Pick out every line of the records that holds the string "tail", and copy each of those lines.

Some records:
====

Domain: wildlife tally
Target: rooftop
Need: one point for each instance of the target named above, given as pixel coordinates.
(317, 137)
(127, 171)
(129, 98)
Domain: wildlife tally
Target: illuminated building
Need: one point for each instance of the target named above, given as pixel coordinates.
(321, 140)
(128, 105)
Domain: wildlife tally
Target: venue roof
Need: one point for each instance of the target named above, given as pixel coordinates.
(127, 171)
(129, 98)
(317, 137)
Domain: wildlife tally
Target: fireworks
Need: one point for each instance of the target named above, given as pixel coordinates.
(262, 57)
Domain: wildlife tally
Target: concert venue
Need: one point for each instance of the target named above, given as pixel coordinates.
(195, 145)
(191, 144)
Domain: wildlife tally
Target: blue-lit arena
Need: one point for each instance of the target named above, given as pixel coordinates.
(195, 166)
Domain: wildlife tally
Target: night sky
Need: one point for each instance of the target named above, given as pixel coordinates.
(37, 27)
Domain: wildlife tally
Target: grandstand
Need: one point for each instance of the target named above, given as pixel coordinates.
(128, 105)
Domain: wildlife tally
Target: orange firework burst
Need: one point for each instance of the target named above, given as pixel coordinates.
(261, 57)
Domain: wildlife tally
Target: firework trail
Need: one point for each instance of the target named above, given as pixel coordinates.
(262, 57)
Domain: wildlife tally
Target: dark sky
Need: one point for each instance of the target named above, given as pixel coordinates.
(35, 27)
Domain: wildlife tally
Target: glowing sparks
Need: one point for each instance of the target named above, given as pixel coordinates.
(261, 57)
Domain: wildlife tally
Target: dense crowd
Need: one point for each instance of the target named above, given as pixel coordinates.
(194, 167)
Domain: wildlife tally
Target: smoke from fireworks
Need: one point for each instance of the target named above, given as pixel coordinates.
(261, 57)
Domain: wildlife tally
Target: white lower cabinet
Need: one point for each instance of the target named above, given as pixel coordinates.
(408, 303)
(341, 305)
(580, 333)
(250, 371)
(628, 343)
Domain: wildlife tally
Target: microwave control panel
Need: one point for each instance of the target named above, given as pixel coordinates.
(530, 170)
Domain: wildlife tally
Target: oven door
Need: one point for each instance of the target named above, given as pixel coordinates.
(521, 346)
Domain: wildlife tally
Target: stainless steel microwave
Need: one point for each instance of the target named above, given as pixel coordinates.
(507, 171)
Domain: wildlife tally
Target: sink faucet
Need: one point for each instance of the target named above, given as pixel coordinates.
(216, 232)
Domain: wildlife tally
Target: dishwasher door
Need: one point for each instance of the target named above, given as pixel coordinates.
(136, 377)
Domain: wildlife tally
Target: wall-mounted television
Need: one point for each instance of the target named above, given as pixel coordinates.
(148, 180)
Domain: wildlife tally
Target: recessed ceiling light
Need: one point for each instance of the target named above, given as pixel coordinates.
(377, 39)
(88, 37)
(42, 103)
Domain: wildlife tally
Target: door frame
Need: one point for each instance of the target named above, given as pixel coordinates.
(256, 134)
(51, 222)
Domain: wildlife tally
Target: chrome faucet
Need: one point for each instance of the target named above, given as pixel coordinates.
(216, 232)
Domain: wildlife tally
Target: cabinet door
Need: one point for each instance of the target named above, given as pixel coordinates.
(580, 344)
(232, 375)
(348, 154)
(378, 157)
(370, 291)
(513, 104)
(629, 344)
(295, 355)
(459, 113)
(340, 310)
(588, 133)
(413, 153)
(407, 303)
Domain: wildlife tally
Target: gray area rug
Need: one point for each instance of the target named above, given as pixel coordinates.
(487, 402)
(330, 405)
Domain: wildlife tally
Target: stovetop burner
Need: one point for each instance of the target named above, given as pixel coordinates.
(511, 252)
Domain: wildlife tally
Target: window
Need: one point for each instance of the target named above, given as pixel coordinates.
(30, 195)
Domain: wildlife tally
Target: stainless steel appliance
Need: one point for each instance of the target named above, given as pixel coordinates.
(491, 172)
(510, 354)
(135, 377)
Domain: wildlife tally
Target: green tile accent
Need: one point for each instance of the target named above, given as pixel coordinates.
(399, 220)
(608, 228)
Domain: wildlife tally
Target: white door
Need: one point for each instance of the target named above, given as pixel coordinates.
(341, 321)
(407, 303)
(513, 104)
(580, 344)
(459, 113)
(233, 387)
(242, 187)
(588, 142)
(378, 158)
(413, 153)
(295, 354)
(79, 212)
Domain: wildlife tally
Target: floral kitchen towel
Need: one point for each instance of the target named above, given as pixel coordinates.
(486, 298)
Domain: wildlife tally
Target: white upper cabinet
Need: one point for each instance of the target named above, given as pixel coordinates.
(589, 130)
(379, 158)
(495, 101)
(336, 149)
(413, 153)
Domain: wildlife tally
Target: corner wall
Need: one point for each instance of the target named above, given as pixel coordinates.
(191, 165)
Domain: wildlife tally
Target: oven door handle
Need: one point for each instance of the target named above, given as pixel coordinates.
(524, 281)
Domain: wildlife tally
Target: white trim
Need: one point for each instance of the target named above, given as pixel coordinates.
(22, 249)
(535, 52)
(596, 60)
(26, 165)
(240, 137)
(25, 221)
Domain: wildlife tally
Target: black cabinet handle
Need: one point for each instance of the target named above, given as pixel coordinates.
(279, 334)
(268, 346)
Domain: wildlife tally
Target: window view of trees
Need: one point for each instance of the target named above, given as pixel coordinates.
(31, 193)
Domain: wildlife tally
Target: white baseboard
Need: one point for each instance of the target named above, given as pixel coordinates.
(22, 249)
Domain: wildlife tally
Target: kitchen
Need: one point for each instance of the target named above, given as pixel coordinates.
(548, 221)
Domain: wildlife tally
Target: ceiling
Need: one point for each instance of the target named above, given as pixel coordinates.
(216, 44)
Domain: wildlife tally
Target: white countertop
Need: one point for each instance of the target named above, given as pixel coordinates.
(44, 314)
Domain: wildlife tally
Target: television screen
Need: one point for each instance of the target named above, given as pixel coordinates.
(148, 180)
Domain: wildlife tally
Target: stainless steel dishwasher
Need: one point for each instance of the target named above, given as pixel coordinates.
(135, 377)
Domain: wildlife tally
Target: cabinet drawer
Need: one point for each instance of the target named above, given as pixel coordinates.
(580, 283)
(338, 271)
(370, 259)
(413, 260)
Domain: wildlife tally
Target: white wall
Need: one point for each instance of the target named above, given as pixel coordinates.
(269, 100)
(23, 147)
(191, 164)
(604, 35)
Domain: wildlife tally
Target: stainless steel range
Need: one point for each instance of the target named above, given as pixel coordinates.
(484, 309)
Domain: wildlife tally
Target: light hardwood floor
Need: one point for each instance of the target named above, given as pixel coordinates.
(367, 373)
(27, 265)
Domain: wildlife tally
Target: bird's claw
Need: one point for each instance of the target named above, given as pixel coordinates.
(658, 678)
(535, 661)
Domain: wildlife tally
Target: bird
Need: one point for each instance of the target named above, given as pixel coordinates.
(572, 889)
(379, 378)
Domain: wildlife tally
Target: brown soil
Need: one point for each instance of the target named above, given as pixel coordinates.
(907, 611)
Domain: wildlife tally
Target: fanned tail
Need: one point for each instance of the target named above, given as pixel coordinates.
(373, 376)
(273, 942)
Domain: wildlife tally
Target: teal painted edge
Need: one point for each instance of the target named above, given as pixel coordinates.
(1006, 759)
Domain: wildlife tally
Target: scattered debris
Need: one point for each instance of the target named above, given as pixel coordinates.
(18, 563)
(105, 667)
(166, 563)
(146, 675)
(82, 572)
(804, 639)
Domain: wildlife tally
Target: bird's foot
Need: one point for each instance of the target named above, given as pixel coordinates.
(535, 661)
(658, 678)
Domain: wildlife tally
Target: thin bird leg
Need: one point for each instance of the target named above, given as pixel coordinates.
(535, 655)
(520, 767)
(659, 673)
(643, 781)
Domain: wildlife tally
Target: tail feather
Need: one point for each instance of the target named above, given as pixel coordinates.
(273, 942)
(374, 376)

====

• FINISHED ANSWER:
Target: fanned tail
Target: tail feather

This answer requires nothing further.